[libvirt] [Qemu-devel] QEMU interfaces for image streaming and post-copy block migration

Sun Sep 12 17:19:31 UTC 2010

On 09/12/2010 11:45 AM, Avi Kivity wrote:
>> Streaming relies on copy-on-read to do the writing.
>
>
> Ah.  You can avoid the copy-on-read implementation in the block format 
> driver and do it completely in generic code.

Copy on read takes advantage of temporal locality.  You wouldn't want to 
stream without copy on read because you decrease your idle I/O time by 
not effectively caching.

>>>     stream_4():
>>>         increment offset
>>>         if more:
>>>              bdrv_aio_stream()
>>>
>>>
>>> Of course, need to serialize wrt guest writes, which adds a bit more 
>>> complexity.  I'll leave it to you to code the state machine for that.
>>
>> http://repo.or.cz/w/qemu/aliguori.git/commitdiff/d44ea43be084cc879cd1a33e1a04a105f4cb7637?hp=34ed425e7dd39c511bc247d1ab900e19b8c74a5d 
>>
>
> Clever - it pushes all the synchronization into the copy-on-read 
> implementation.  But the serialization there hardly jumps out of the 
> code.
>
> Do I understand correctly that you can only have one allocating read 
> or write running?

Cluster allocation, L2 cache allocation, or on-disk L2 allocation?

You only have one on-disk L2 allocation at one time.  That's just an 
implementation detail at the moment.  An on-disk L2 allocation happens 
only when writing to a new cluster that requires a totally new L2 
entry.  Since L2s cover 2GB of logical space, it's a rare event so this 
turns out to be pretty reasonable for a first implementation.

Parallel on-disk L2 allocations is not that difficult, it's just a 
future TODO.

>>
>> Generally, I think the block layer makes more sense if the interface 
>> to the formats are high level and code sharing is achieved not by 
>> mandating a world view but rather but making libraries of common 
>> functionality.   This is more akin to how the FS layer works in Linux.
>>
>> So IMHO, we ought to add a bdrv_aio_commit function, turn the current 
>> code into a generic_aio_commit, implement a qed_aio_commit, then 
>> somehow do qcow2_aio_commit, and look at what we can refactor into 
>> common code.
>
> What Linux does if have an equivalent of bdrv_generic_aio_commit() 
> which most implementations call (or default to), and only do something 
> if they want something special.  Something like commit (or 
> copy-on-read, or copy-on-write, or streaming) can be implement 100% in 
> terms of the generic functions (and indeed qcow2 backing files can be 
> any format).

Yes, what I'm really saying is that we should take the 
bdrv_generic_aio_commit() approach.  I think we're in agreement here.

Regards,

Anthony Liguori

**INFORMATION SUPPLIED:**

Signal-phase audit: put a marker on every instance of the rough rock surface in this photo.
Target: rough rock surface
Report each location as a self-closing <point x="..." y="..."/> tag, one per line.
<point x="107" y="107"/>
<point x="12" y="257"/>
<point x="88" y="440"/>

**PROBLEMS:**
#1 From the QEMU message, extract the passage that begins at the words "Cluster allocation, L2" and stops after "a first implementation.".
#2 Lay out every line of the entries as a JSON list of strings, one string per line, omitting blank lines.
The message and the entries are unrelated and should be treated separately.

**WORKED ANSWERS:**
#1
Cluster allocation, L2 cache allocation, or on-disk L2 allocation?

You only have one on-disk L2 allocation at one time.  That's just an 
implementation detail at the moment.  An on-disk L2 allocation happens 
only when writing to a new cluster that requires a totally new L2 
entry.  Since L2s cover 2GB of logical space, it's a rare event so this 
turns out to be pretty reasonable for a first implementation.

#2
[
  "Signal-phase audit: put a marker on every instance of the rough rock surface in this photo.",
  "Target: rough rock surface",
  "Report each location as a self-closing <point x=\"...\" y=\"...\"/> tag, one per line.",
  "<point x=\"107\" y=\"107\"/>",
  "<point x=\"12\" y=\"257\"/>",
  "<point x=\"88\" y=\"440\"/>"
]